## [REQUIREMENTS]
Copy out, without any change, the part of the records that opens with the line containing "Task: each instance of the bamboo carrying" and closes with the line containing "[[943, 423]]", including both of those lines.

## [RECORDED INFORMATION]
START
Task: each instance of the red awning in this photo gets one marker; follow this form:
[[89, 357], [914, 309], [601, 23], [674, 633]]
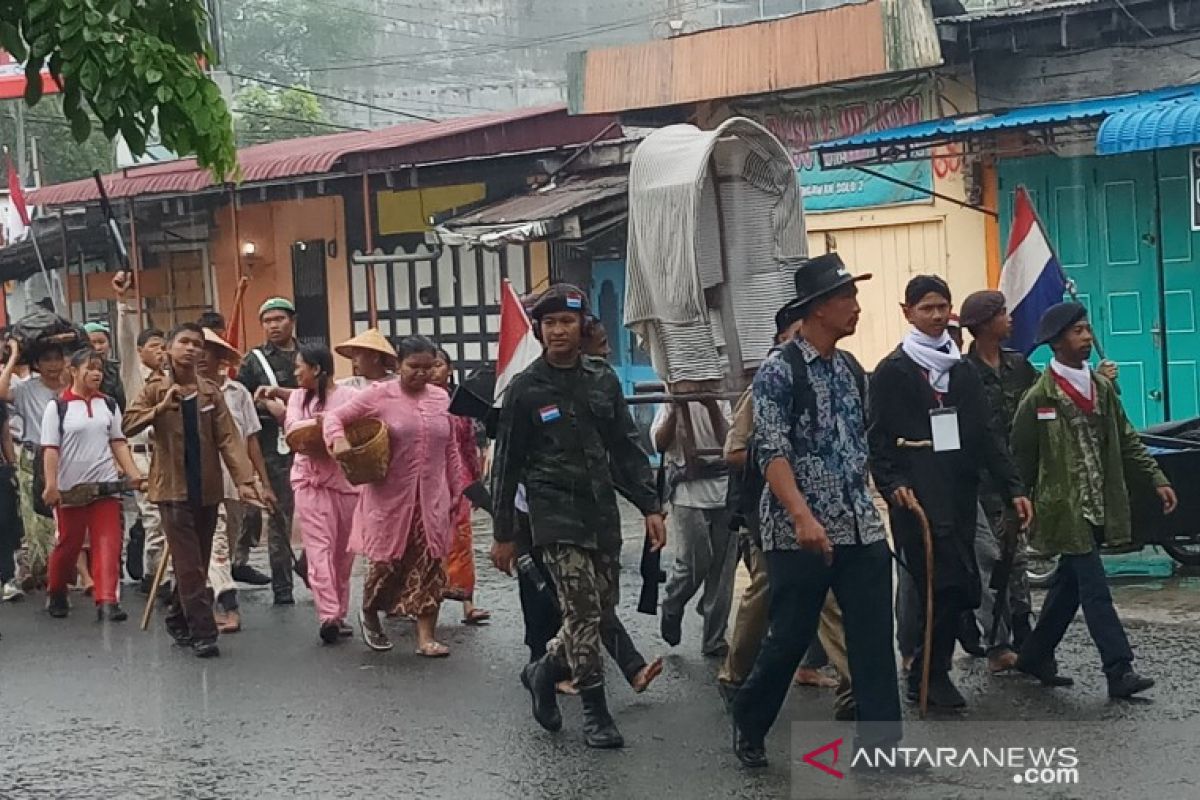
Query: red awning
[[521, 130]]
END
START
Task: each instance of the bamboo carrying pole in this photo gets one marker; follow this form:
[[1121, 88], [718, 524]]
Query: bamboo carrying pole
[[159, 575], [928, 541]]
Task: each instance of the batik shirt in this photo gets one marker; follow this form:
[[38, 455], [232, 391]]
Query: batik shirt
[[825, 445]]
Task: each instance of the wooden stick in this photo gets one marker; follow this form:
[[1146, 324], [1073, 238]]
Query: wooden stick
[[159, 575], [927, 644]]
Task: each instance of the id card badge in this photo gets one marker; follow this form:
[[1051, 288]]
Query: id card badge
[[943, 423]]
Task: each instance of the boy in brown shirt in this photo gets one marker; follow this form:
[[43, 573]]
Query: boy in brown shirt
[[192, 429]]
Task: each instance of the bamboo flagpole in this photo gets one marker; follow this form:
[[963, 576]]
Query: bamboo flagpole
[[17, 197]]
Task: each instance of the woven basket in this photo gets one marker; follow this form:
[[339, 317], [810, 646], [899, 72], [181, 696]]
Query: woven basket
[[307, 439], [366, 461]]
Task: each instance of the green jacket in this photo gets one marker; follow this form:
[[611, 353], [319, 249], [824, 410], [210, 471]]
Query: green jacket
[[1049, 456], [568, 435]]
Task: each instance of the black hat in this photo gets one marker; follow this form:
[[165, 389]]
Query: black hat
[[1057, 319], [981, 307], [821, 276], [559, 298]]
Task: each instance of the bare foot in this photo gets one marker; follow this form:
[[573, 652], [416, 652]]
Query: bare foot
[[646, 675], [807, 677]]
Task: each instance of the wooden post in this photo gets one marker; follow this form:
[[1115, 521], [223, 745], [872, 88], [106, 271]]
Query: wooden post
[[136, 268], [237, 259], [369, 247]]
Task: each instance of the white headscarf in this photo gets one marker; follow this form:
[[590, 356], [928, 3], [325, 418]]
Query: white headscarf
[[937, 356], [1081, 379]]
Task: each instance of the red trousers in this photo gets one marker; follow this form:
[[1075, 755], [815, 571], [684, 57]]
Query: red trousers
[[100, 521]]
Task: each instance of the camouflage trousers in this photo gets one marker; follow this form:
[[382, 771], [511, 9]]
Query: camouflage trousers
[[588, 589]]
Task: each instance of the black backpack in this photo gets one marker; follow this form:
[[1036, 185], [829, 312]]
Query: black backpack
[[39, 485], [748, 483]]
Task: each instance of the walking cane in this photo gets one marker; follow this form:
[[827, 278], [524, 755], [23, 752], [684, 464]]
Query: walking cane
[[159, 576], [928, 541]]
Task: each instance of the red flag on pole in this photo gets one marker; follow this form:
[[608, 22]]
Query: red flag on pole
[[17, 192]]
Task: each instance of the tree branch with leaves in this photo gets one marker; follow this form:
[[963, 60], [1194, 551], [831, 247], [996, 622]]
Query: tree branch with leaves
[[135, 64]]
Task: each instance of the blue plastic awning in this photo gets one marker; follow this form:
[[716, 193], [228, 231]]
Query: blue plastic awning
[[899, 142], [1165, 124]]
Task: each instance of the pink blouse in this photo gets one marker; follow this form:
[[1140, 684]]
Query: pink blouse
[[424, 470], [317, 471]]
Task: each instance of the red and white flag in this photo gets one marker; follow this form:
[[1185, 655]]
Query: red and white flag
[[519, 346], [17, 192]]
END
## [TASK OUTPUT]
Task: each instance of the bamboo carrying pole in this photo gets one marker; follow this form:
[[1121, 88], [718, 524]]
Query: bamboo carrying pole
[[159, 575], [928, 541]]
Task: each instance of the batik shirt in this photo gets one marker; follow this form:
[[38, 455], [232, 391]]
Query: batik shirt
[[825, 445]]
Task: each instance of the wooden stick in this photo gets one marker; follow this form:
[[1146, 324], [1073, 238]]
Query: wooden stick
[[159, 575], [927, 644]]
Task: each instance of the id card badge in this photo gets one marker; follow this form:
[[1051, 288]]
Query: id card badge
[[943, 423]]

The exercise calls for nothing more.